■ **Required work**
Please set out every line of the records below as a Markdown table with the columns "Row" and "Line," numbering the rows and skipping blank lines. Leave the pictures out of the answer.
>> Begin Information supplied
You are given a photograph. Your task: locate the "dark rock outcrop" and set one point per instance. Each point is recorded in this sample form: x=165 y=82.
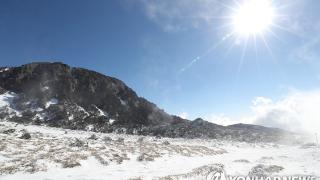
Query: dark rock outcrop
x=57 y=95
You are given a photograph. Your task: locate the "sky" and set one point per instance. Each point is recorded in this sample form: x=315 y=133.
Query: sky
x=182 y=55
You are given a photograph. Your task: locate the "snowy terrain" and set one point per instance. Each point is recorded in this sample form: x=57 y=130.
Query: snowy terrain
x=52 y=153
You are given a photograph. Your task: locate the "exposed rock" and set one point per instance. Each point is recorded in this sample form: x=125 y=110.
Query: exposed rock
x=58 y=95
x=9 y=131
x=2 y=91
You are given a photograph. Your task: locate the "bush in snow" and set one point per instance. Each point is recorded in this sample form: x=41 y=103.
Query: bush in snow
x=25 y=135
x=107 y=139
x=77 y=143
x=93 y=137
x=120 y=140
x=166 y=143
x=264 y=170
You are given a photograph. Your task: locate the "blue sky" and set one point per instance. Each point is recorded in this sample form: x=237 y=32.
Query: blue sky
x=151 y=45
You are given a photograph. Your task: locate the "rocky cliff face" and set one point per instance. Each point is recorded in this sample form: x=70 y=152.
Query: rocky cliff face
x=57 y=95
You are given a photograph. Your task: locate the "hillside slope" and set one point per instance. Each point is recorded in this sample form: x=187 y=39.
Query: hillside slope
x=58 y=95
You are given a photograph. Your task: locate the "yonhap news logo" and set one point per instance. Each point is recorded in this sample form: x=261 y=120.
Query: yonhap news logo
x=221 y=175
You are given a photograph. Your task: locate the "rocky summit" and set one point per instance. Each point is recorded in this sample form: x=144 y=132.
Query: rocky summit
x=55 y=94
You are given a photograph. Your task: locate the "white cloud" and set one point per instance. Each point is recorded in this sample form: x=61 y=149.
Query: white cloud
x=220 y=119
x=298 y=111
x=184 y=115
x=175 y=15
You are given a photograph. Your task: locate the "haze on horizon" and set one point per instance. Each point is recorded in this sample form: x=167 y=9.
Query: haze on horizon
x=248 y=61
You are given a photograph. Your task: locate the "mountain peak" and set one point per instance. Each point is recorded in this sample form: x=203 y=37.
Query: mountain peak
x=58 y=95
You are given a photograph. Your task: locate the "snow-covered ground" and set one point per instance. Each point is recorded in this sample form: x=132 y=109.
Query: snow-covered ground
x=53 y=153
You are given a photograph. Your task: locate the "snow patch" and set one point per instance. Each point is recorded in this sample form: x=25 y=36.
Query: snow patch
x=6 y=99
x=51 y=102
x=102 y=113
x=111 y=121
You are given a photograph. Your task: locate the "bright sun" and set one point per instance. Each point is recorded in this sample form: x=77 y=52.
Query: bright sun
>> End Information supplied
■ **Answer**
| Row | Line |
|---|---|
| 1 | You are given a photograph. Your task: locate the "dark rock outcrop" and set one point per instance. Each point is recorded in this sample form: x=165 y=82. |
| 2 | Query: dark rock outcrop |
| 3 | x=57 y=95 |
| 4 | You are given a photograph. Your task: locate the "sky" and set one point per instance. Each point is recorded in this sample form: x=315 y=133. |
| 5 | Query: sky |
| 6 | x=182 y=55 |
| 7 | You are given a photograph. Your task: locate the "snowy terrain" and set one point per instance. Each point is recorded in this sample form: x=57 y=130. |
| 8 | Query: snowy terrain |
| 9 | x=52 y=153 |
| 10 | You are given a photograph. Your task: locate the "exposed rock" and set one point per instance. Each point is recorded in this sample form: x=125 y=110. |
| 11 | Query: exposed rock |
| 12 | x=58 y=95 |
| 13 | x=9 y=131 |
| 14 | x=2 y=91 |
| 15 | You are given a photograph. Your task: locate the "bush in snow" and set one point per instance. Each point is recorded in this sample form: x=41 y=103. |
| 16 | Query: bush in snow |
| 17 | x=25 y=135 |
| 18 | x=107 y=139 |
| 19 | x=77 y=143 |
| 20 | x=93 y=137 |
| 21 | x=120 y=140 |
| 22 | x=166 y=143 |
| 23 | x=264 y=170 |
| 24 | You are given a photograph. Your task: locate the "blue sky" and set one point per instance. Each point is recorded in this sample form: x=237 y=32. |
| 25 | Query: blue sky |
| 26 | x=151 y=45 |
| 27 | You are given a photograph. Your task: locate the "rocky cliff face" and set one point per instance. Each point is recorded in this sample form: x=70 y=152. |
| 28 | Query: rocky cliff face |
| 29 | x=57 y=95 |
| 30 | You are given a photograph. Your task: locate the "hillside slope" and set one point per instance. Each point is recorded in this sample form: x=187 y=39. |
| 31 | Query: hillside slope |
| 32 | x=58 y=95 |
| 33 | You are given a photograph. Your task: locate the "yonhap news logo" and set one point per instance. Each point is recorded in this sample form: x=261 y=120. |
| 34 | Query: yonhap news logo |
| 35 | x=221 y=175 |
| 36 | You are given a photograph. Your task: locate the "rocky summit" and set one point per instance. Each point is recorded in this sample form: x=144 y=132. |
| 37 | Query: rocky summit |
| 38 | x=55 y=94 |
| 39 | You are given a photograph. Your task: locate the "white cloud" and set one point per instance. Each point is recorded in this sample form: x=61 y=149. |
| 40 | Query: white cloud |
| 41 | x=220 y=119 |
| 42 | x=298 y=111 |
| 43 | x=184 y=115 |
| 44 | x=175 y=15 |
| 45 | You are given a photograph. Your task: locate the "haze on horizon" and set one point per instance. Each point is recorded in this sample form: x=167 y=9. |
| 46 | Query: haze on horizon |
| 47 | x=248 y=61 |
| 48 | You are given a photograph. Your task: locate the "mountain peak" and set one point per instance. Each point is recorded in this sample form: x=203 y=37. |
| 49 | Query: mountain peak |
| 50 | x=58 y=95 |
| 51 | You are given a photograph. Your task: locate the "snow-covered ground" and set one point per instance. Each point is recorded in this sample form: x=132 y=109. |
| 52 | Query: snow-covered ground |
| 53 | x=53 y=153 |
| 54 | You are given a photograph. Your task: locate the "snow patch" and set one point per instance. Each point is recorded in this sample form: x=25 y=36. |
| 55 | Query: snow patch |
| 56 | x=6 y=99 |
| 57 | x=51 y=102 |
| 58 | x=102 y=113 |
| 59 | x=111 y=121 |
| 60 | You are given a photograph. Your task: locate the "bright sun" and set one point per instance. Each point is recorded in this sample form: x=77 y=52. |
| 61 | Query: bright sun |